#### [SELECTED EXCERPT]
· · · · ·
>" LLMs doing crawling? That might be ill-behaved, bot not an "attack".
Some of us will think of it as an attack when the bots ignore robots.txt (or honor changes very slowly), masquerade intentionally as something they are not, and use tons of different addresses hitting the same site, especially when it is continuous. I discovered this, myself, on a small internet-connected club server later last year. The mediawiki site was becoming unresponsive and throwing errors. On investigation, we were having dozens of http requests per second, from Amazon and Bytedance. Every one of them was coming from a different IP address. Only our main page was allowed in robots.txt, so SOMETHING would end up on search sites, but the bots didn't care. I changed it to ignore everything on the site, instead of just the main page, but that apparently isn't checked very often. It took me hours of manually banning over a thousand IP addresses before the server could reasonably respond to web requests again.
· · · · ·
#### [DATASET EXCERPT]
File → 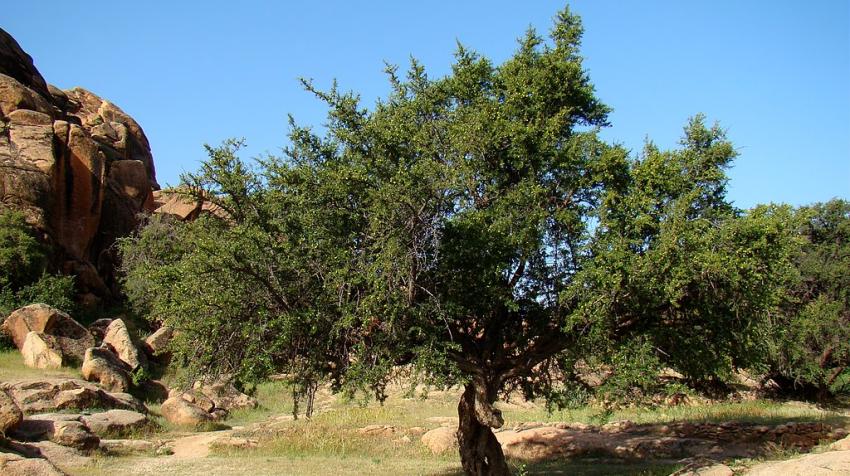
· · · · ·
#### [WHAT TO WORK ON]
A. According to the forum comment about crawler bots, which two companies were the http requests coming from?
B. Carry on the forum comment about crawler bots past its final sentence.

#### [EXPECTED RESULTS]
A. Amazon and Bytedance.

B.
Example hit:
47.128.50.93 - - [22/Sep/2024:15:03:05 -0400] "GET /mediawiki/index.php?days=30&from=20240920012115&title=Special%3ARecentChanges HTTP/1.1" 200 10111 "-" "Mozilla/5.0 (Linux; Android 5.0) AppleWebKit/537.36 (KHTML, like Gecko) Mobile Safari/537.36 (compatible; Bytespider; spider-feedback@bytedance.com)"
Eventually, the overwhelming majority of the "robots" (web scrapers) did honor robots.txt disallowing everything, some just did so very lazily and took days of attempted hammering us before stopping. I still haven't removed the IP blocks nor put robots.txt back to allowing just the main page.